» **Materials provided**:
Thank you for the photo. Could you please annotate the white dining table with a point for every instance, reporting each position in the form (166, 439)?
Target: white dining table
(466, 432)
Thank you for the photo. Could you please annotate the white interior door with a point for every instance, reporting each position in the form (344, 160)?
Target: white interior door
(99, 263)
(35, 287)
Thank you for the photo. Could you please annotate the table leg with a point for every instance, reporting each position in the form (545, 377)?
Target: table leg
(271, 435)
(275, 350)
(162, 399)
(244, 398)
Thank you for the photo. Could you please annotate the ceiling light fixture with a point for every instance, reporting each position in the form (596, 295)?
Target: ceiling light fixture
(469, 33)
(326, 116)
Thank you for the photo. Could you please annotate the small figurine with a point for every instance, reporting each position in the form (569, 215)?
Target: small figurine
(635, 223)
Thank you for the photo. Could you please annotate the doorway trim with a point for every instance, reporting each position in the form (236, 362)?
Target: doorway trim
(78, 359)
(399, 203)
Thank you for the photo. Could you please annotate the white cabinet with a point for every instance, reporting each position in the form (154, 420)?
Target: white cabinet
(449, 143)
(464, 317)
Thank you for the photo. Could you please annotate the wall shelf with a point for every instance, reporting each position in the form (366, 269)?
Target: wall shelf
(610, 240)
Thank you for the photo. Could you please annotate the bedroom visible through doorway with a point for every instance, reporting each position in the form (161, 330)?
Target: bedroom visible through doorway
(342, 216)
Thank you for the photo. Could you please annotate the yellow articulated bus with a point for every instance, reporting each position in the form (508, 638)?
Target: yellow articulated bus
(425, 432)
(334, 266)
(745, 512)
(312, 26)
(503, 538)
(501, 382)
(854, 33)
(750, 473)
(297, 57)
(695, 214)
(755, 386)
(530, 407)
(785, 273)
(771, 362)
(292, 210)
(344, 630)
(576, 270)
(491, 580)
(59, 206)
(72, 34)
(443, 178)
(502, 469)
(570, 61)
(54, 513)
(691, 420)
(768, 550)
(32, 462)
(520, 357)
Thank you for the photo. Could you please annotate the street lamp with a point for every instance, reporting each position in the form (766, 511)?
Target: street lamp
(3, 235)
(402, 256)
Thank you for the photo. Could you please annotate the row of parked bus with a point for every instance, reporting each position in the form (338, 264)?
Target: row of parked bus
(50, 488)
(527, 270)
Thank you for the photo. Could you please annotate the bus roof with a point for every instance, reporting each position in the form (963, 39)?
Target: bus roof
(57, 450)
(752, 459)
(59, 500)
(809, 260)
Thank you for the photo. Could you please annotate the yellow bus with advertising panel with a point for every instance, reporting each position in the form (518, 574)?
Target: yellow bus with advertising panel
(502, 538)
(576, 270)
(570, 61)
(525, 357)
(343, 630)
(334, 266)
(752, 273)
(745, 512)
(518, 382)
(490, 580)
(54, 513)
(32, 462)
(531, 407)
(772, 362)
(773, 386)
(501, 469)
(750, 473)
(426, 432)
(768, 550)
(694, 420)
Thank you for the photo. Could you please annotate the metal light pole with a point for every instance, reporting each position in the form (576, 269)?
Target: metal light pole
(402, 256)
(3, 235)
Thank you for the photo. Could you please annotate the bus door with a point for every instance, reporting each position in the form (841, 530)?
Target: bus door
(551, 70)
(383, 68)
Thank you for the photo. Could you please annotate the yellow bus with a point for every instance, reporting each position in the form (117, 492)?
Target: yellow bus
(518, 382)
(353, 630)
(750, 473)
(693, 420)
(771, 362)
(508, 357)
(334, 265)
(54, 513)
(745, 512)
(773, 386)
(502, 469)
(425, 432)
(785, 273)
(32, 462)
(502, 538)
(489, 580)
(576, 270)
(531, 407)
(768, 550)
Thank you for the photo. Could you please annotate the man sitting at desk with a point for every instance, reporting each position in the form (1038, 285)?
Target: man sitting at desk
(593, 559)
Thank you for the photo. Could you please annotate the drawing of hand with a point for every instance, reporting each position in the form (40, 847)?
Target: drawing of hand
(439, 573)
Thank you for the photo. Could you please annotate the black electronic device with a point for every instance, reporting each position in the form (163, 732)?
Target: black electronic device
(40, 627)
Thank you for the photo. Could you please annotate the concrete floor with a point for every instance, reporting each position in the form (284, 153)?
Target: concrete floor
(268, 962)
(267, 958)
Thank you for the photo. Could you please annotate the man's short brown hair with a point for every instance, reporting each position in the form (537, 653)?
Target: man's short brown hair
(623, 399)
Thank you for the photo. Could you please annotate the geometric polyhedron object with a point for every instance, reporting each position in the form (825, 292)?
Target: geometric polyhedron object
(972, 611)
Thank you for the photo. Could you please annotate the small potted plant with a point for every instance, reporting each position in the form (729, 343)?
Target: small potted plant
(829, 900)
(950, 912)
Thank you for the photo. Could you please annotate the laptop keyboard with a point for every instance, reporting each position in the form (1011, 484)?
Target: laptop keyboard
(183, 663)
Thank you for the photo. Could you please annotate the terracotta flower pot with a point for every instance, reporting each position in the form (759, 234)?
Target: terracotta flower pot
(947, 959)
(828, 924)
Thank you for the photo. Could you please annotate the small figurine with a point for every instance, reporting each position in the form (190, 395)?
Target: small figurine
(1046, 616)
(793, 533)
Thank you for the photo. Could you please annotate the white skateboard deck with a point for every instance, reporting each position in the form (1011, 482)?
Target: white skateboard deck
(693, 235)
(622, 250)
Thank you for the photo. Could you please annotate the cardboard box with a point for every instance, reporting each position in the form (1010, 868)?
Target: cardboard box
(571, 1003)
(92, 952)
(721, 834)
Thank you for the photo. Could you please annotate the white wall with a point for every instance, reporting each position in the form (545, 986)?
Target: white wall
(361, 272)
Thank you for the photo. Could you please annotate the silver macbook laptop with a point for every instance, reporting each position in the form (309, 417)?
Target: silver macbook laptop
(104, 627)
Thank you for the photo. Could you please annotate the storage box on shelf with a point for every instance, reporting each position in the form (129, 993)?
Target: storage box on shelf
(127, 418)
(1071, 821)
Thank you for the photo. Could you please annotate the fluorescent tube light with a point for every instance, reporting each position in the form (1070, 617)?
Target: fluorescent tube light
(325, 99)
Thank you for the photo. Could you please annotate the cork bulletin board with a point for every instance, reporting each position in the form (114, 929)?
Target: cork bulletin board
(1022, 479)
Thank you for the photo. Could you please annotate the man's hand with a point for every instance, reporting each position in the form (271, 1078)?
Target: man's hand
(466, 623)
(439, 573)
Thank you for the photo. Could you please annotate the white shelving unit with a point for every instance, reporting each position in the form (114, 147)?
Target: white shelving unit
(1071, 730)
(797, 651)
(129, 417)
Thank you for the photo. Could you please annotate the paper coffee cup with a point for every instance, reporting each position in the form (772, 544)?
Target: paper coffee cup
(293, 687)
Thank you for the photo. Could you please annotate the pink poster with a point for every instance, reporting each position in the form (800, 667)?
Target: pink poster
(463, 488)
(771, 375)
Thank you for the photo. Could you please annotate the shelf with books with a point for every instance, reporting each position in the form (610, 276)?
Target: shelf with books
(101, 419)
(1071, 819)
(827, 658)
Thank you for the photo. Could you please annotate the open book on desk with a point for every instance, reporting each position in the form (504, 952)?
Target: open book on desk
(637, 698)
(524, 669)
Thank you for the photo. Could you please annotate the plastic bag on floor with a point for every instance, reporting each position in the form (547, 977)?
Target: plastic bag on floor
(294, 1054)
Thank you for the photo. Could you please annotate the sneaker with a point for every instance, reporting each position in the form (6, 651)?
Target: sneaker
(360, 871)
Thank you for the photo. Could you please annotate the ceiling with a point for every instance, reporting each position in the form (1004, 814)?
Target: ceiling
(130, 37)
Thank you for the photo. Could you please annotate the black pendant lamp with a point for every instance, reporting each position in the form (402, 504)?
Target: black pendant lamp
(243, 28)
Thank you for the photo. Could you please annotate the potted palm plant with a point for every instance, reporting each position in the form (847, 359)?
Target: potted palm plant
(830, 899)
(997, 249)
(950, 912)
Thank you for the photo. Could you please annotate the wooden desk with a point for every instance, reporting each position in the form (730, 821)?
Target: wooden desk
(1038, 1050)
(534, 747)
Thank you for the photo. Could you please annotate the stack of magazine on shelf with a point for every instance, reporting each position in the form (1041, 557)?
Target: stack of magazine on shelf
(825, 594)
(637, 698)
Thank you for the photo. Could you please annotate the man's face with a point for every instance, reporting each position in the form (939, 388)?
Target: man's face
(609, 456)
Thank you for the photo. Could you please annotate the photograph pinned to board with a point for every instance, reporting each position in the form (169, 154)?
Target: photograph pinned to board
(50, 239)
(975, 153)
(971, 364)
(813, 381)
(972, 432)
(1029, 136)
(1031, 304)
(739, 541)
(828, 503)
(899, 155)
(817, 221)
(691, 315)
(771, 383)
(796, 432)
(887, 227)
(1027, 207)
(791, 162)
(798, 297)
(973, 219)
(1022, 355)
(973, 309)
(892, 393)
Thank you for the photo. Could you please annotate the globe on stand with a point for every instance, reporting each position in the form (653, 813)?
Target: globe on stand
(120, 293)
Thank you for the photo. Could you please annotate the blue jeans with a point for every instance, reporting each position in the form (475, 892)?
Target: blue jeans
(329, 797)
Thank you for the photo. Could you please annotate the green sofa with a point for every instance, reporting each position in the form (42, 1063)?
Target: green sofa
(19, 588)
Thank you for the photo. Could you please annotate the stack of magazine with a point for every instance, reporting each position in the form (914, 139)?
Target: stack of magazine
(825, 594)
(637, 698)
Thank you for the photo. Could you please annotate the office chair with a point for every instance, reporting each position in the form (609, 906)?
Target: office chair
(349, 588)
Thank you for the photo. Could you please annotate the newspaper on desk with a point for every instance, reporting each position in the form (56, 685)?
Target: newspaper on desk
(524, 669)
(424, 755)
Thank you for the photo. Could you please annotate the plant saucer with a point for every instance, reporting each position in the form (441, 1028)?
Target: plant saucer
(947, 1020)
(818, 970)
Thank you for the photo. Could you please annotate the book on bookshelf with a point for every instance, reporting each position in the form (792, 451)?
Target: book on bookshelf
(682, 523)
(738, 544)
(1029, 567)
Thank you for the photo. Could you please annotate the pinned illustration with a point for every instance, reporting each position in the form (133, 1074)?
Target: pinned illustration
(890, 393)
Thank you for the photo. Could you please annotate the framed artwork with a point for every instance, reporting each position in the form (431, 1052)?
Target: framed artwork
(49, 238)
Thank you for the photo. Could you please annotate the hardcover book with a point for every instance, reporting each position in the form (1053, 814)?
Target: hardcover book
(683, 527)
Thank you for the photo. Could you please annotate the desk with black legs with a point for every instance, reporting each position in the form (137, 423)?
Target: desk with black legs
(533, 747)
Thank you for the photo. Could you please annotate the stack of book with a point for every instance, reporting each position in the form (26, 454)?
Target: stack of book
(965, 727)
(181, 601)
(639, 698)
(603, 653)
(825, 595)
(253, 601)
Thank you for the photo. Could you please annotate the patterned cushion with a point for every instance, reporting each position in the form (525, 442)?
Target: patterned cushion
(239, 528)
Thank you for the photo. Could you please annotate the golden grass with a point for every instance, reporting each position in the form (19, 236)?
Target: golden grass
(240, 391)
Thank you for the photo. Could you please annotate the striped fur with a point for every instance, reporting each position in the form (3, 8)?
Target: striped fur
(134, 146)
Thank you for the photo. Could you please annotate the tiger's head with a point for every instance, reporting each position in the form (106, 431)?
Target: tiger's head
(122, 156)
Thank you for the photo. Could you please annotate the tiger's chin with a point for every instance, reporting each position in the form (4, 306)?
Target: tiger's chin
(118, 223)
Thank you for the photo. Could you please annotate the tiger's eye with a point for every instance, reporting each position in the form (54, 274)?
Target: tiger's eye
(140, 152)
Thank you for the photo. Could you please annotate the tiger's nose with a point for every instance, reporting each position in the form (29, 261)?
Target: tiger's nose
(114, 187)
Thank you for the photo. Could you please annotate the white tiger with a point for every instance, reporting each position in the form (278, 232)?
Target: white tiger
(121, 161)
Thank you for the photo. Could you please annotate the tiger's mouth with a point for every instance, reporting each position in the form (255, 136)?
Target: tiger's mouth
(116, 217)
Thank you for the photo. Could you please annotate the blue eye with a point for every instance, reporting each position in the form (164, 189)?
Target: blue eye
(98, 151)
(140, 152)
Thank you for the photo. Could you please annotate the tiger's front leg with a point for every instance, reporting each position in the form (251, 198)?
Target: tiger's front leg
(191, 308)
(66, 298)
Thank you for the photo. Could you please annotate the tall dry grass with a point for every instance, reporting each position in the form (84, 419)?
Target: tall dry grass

» **Task objective**: In the records above, return only the line that contains "form (4, 306)?" and every line after it through the last, exactly as they appear.

» **Solved problem**:
Thank you for the photo. Could you please annotate the tiger's chin with a point for every instance, reporting each position in the form (4, 306)?
Target: tiger's chin
(118, 223)
Thank you for the photo. Could you please annotate the tiger's eye with a point for every instance, reporting each position in the form (54, 274)?
Target: tiger's eye
(140, 152)
Thank you for the photo. Could you please annotate the tiger's nose with a point for every instance, reporting each position in the form (29, 261)?
Target: tiger's nose
(114, 187)
Thank you for the photo. Could you please annotate the white tiger with a point for every instance, reporting each position in the form (278, 232)?
Target: white tiger
(121, 161)
Thank you for the photo. Could you please annotate the tiger's mouth with a point for every instance, reporting each position in the form (255, 136)?
Target: tiger's mouth
(116, 217)
Thank you for the photo. Could you please annotate the blue eye with a point for every instance, reporting each position in the form (164, 189)?
Target: blue eye
(98, 151)
(140, 152)
Thank you for the photo. Could you please annotate the tiger's front leg with a point for every instance, reporting each position in the form (251, 198)?
Target: tiger's front leg
(191, 308)
(66, 298)
Thank you for the photo. Could you please annotate the tall dry grass with a point for every instance, reporting each position in the form (84, 419)?
Target: tall dry grass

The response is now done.